■ SUPPLIED INFORMATION ■
____

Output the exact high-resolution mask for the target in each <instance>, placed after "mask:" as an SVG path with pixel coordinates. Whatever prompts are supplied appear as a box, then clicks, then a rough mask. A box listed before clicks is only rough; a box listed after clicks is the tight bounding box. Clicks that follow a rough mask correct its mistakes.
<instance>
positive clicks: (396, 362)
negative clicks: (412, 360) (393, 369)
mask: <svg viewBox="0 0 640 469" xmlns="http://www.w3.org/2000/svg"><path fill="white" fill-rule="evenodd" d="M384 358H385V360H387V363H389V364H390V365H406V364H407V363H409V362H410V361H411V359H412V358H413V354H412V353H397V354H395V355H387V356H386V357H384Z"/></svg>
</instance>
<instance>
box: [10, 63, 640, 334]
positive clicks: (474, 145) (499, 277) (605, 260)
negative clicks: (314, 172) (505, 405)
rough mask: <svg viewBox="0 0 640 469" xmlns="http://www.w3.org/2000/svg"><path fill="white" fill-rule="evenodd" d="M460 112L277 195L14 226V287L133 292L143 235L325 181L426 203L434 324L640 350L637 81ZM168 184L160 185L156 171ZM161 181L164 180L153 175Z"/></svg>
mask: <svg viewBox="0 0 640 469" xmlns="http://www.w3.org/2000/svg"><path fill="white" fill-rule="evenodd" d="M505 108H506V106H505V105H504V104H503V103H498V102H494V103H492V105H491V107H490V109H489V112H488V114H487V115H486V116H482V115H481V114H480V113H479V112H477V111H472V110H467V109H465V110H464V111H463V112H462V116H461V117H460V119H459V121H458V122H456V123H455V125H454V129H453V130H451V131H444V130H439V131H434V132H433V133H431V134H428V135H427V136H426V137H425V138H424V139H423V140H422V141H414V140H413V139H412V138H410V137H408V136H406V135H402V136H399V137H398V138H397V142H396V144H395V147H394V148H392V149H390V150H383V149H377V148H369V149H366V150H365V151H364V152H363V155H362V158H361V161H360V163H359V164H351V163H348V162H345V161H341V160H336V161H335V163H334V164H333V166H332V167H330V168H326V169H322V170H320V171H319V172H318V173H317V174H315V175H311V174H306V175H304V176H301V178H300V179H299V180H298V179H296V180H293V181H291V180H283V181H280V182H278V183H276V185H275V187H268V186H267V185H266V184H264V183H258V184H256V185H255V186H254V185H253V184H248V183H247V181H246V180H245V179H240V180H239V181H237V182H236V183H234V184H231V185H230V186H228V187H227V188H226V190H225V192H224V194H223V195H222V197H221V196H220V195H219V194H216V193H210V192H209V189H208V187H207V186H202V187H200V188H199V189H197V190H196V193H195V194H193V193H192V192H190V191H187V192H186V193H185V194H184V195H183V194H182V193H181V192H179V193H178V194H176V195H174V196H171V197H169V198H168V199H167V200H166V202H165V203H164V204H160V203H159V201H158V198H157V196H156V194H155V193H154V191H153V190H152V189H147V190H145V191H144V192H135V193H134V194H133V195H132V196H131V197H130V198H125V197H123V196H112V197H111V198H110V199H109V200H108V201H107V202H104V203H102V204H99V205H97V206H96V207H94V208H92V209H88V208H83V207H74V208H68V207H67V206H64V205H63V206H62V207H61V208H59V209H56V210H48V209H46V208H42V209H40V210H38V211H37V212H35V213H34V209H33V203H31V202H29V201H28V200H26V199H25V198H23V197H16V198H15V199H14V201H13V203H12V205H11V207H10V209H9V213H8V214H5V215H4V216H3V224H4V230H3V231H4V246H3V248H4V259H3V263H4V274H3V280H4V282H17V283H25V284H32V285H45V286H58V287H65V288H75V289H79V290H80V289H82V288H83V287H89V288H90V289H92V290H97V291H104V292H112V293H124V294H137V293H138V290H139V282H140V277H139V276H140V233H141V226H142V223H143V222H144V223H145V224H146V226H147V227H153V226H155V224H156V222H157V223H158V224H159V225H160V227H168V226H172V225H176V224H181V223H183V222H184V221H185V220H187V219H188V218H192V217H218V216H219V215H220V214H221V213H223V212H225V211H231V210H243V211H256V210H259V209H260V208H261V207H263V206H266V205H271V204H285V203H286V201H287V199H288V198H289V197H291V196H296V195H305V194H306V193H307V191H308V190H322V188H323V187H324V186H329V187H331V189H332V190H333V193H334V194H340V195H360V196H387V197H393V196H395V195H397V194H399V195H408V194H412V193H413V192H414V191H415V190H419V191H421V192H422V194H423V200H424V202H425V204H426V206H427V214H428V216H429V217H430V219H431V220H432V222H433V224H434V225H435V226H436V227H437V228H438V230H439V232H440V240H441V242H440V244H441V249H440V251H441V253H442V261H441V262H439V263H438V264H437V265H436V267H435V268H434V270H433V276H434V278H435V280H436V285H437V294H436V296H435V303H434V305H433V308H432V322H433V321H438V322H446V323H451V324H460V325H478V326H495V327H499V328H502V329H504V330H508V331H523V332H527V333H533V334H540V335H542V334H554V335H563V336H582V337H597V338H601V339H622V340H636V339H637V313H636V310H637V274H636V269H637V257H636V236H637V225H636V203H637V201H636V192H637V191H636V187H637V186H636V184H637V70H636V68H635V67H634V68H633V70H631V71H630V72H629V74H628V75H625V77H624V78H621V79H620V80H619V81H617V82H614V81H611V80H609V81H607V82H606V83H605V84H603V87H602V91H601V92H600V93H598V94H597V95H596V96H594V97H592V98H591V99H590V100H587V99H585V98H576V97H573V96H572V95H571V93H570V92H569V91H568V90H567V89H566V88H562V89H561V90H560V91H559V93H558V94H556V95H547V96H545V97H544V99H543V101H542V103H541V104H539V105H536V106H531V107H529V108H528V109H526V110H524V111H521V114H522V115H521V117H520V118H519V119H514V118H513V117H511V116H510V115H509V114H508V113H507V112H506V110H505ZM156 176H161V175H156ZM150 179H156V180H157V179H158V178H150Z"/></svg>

____

Once the line containing "negative clicks: (314, 172) (505, 405)" has been retyped, stop. Begin at the first line of the material and reproduce every line up to it exactly.

Output the exact high-resolution mask for the target in each <instance>, placed after "mask:" as an SVG path with pixel coordinates. Whatever prompts are supplied appear as a box, then clicks, then a rough mask. A box listed before clicks is only rough; a box listed after clicks is the tight bounding box. Clicks that follow a rough mask correct its mistakes.
<instance>
positive clicks: (396, 362)
negative clicks: (412, 360) (393, 369)
mask: <svg viewBox="0 0 640 469" xmlns="http://www.w3.org/2000/svg"><path fill="white" fill-rule="evenodd" d="M384 358H385V360H387V363H389V364H390V365H406V364H407V363H409V362H410V361H411V359H412V358H413V354H412V353H397V354H395V355H387V356H386V357H384Z"/></svg>
</instance>
<instance>
box: [10, 63, 640, 334]
positive clicks: (474, 145) (499, 277) (605, 260)
negative clicks: (314, 172) (505, 405)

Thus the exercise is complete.